■ **Article**:

==*==

David Bennent (born 9 September 1966) is a Swiss actor.

Biography
He was born in Lausanne, Switzerland. His parents are German actor Heinz Bennent and French former dancer Diane Mansart. His sister Anne Bennent is also an actress.

He has lived in Germany and France as well as Switzerland and speaks fluent German, French and English.

When he was 11 he starred in The Tin Drum, which caused much controversy because he was shown in sex scenes with an adult. At age 19, he starred as Honeythorn Gump in the film Legend, co-starring with Tom Cruise and Mia Sara.

Bennent has appeared in such plays as Peer Gynt (2004), Die Juden (2003), Michael Kramer (2003), and A Midsummer Night's Dream (2002).

Selected filmography
 The Tin Drum (1979)
 Dog Day (1984)
 Legend (1985)
 She Hate Me (2004)
 Ulzhan (2007)

==*==

Copy out the David Bennent article word for word, from start to finish.

■ **Records**:
==*==

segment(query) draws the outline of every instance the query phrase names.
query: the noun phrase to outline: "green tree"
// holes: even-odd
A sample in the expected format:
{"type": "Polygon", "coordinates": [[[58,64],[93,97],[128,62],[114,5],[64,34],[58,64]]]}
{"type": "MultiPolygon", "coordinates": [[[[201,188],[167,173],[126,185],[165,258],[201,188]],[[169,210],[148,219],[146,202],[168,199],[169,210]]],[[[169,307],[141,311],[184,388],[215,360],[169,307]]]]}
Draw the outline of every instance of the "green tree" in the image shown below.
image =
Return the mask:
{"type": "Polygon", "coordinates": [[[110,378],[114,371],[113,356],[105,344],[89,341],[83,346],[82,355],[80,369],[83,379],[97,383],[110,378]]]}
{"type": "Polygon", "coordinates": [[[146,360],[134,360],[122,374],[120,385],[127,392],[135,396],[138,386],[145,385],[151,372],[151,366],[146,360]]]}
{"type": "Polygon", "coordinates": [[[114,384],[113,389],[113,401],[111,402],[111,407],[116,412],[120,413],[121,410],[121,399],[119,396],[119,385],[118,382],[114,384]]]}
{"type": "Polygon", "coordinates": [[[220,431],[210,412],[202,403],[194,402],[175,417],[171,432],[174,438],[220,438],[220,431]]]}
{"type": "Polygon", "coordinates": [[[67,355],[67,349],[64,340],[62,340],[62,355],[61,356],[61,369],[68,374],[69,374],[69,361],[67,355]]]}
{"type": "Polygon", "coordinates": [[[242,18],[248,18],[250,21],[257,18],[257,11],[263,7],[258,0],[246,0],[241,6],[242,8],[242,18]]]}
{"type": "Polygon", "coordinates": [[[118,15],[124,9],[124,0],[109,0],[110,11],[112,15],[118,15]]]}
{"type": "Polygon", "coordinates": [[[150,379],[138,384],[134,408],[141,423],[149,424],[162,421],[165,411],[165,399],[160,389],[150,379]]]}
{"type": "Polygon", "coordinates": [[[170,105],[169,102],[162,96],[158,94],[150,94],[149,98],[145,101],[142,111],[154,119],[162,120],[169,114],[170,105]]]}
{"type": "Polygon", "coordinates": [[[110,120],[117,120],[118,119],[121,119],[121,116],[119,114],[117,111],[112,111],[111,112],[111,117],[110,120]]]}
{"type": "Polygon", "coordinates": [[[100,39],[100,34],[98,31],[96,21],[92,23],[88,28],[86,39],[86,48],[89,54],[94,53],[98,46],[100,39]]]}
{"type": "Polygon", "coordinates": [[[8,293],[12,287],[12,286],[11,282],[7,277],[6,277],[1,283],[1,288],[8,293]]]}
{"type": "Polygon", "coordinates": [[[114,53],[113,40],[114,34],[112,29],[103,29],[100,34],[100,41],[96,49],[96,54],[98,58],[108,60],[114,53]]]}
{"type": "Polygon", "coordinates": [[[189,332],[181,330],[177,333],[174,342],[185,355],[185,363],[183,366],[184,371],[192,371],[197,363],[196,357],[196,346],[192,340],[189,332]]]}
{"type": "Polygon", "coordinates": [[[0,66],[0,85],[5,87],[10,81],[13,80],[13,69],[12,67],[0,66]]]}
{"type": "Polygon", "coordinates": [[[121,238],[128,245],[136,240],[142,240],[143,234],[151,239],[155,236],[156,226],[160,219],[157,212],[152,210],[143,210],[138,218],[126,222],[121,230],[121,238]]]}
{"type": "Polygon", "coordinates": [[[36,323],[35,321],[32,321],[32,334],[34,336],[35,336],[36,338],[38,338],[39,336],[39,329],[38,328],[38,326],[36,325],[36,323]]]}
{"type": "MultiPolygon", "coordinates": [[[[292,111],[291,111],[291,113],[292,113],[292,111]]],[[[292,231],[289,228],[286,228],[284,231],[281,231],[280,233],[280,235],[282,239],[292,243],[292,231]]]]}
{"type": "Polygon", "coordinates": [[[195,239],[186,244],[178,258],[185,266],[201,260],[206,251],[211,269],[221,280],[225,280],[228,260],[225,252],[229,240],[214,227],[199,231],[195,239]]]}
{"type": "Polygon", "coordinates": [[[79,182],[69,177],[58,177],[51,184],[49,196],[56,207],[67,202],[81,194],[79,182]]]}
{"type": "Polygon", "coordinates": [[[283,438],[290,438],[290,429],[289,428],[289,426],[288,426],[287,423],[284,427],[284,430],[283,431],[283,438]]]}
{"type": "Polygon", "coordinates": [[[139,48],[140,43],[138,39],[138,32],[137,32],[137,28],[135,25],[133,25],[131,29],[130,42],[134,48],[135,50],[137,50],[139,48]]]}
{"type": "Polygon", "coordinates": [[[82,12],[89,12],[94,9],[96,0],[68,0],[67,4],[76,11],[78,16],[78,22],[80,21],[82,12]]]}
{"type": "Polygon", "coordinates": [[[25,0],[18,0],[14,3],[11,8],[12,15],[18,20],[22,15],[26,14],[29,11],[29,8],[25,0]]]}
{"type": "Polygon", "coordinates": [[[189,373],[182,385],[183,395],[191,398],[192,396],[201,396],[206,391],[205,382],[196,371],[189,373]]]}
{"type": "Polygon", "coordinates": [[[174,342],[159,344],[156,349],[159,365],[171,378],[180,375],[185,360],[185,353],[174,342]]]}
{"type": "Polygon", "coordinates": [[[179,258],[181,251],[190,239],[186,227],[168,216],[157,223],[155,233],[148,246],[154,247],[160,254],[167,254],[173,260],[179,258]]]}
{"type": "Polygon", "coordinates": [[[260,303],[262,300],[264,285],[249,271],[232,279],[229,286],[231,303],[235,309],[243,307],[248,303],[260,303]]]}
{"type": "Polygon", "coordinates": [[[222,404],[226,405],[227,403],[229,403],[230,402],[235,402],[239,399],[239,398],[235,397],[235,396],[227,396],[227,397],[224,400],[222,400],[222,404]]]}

==*==

■ **Response for this exercise**:
David Bennent (born 9 September 1966) is a Swiss actor.

Biography
He was born in Lausanne, Switzerland. His parents are German actor Heinz Bennent and French former dancer Diane Mansart. His sister Anne Bennent is also an actress.

He has lived in Germany and France as well as Switzerland and speaks fluent German, French and English.

When he was 11 he starred in The Tin Drum, which caused much controversy because he was shown in sex scenes with an adult. At age 19, he starred as Honeythorn Gump in the film Legend, co-starring with Tom Cruise and Mia Sara.

Bennent has appeared in such plays as Peer Gynt (2004), Die Juden (2003), Michael Kramer (2003), and A Midsummer Night's Dream (2002).

Selected filmography
 The Tin Drum (1979)
 Dog Day (1984)
 Legend (1985)
 She Hate Me (2004)
 Ulzhan (2007)